» Work order
Each line in the entries below that contains the word "Highlight" counts once. Report how many there are and nothing more.
● ● ●
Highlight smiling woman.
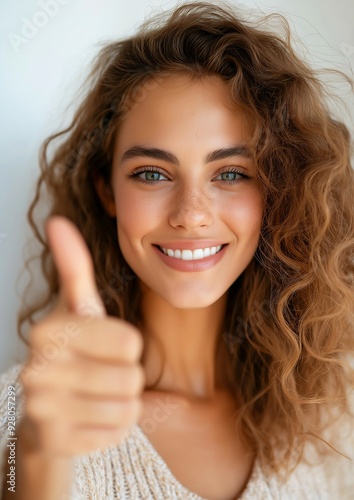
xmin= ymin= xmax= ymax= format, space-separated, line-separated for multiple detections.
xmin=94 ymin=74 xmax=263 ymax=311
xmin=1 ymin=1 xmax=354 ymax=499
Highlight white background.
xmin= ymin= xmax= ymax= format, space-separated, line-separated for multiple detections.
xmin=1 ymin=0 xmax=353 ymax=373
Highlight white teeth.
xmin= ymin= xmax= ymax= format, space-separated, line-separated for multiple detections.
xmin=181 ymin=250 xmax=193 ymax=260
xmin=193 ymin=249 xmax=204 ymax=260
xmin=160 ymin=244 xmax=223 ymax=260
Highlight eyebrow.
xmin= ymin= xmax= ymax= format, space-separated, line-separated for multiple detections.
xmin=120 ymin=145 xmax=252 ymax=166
● ● ●
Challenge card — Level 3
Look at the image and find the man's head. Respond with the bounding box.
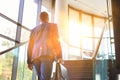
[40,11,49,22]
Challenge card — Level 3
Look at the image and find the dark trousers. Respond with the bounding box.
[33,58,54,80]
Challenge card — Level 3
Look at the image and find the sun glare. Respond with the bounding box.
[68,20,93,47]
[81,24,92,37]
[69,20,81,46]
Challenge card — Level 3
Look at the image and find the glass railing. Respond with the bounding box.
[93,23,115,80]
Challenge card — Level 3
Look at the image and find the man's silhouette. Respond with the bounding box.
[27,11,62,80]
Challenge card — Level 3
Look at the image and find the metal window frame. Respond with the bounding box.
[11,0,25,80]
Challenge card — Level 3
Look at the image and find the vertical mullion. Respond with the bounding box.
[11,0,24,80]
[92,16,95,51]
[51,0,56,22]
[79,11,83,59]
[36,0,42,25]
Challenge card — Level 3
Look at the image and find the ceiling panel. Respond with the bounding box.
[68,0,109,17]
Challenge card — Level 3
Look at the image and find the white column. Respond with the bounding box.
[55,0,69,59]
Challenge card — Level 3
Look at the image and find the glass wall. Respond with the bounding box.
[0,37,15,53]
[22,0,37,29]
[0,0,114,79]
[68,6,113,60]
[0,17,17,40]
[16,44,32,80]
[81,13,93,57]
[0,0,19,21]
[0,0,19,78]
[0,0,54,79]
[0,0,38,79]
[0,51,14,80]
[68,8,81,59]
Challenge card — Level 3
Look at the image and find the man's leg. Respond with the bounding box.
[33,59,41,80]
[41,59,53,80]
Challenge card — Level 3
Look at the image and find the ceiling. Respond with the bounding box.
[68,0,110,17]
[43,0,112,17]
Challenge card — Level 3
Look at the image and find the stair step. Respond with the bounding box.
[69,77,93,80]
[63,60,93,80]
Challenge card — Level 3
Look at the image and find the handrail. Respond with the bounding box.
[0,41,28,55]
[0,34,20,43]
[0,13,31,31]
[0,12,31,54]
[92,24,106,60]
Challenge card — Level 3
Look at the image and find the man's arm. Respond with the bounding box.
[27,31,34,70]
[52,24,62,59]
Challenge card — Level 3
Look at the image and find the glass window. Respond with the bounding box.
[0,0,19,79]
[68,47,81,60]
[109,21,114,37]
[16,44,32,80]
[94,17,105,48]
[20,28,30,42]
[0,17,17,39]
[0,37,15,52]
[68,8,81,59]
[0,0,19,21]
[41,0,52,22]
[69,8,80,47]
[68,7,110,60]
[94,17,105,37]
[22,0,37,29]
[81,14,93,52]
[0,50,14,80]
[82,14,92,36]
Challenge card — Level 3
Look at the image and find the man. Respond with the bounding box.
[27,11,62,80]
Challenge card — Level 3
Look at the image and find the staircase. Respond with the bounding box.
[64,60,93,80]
● ● ●
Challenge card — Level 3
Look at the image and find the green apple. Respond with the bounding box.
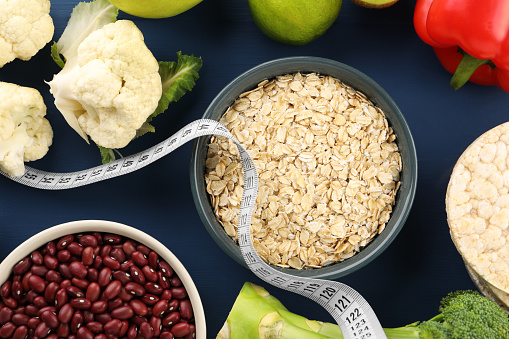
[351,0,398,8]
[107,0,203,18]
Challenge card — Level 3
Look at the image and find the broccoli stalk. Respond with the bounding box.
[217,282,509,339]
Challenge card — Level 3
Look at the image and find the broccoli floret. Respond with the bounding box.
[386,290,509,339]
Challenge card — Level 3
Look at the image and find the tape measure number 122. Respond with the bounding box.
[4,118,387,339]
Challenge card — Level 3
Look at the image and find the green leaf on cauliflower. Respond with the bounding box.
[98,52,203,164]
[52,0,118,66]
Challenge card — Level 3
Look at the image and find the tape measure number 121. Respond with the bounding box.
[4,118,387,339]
● ● ●
» Response to the task
4